[START SUPPLIED ENTRIES]
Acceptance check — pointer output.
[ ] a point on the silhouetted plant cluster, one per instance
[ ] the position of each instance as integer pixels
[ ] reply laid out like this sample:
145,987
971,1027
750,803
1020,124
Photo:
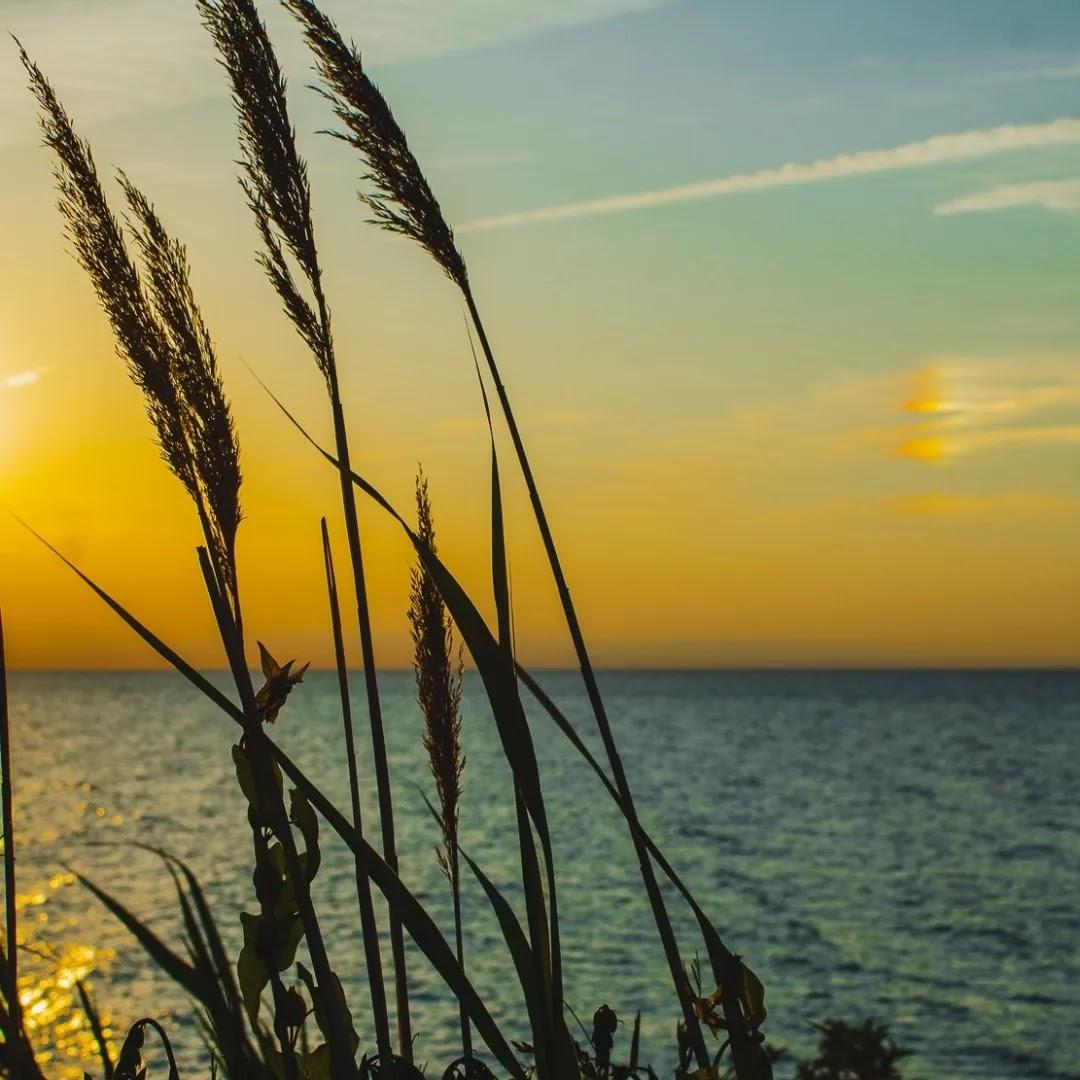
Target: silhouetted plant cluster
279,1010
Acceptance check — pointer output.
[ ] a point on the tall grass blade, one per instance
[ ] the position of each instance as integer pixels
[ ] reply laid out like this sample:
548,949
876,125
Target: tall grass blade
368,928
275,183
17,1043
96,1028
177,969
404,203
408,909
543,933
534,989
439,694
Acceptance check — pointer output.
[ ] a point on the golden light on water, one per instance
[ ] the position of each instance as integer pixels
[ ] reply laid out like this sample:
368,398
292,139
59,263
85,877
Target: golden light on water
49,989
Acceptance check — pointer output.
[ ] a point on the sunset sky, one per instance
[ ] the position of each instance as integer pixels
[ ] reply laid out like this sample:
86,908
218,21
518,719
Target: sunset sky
[END SUPPLIED ENTRIES]
Return all of the records above line for line, with no changes, but leave the pictures out.

▸ ANSWER TO THIS PROBLEM:
Acceptance check — pointer output.
[ ] a point on the silhouetted plant cluster, one per instance
[ ] the position of each instance as integer pixels
[ ] reply laid out like this sample:
145,987
971,1027
750,803
1020,124
Photo:
Target: silhouetted plant cluster
279,1010
Acceptance check — pointer output.
[ ] a point on the tall grass blade, one per instance
[ ] the position of each instance as integer pixels
[ ] reply laid out like this sample:
548,949
876,125
Target: tall grass blade
368,928
275,183
17,1043
96,1028
177,969
404,203
408,909
543,933
534,989
439,694
Acceptance check — pointer output.
[ ] a point on the golden light on water, one per instance
[ ] the position of each instance as integer pixels
[ ] reply laid out like this sample:
368,398
292,139
59,263
85,877
Target: golden light on water
49,989
Acceptance check — pointer output.
[ ] a point on the sunset sky, one per instance
[ ] the position of each instance as integer pixels
[ ] reply laid out like this sample:
86,908
218,21
518,719
Target: sunset sky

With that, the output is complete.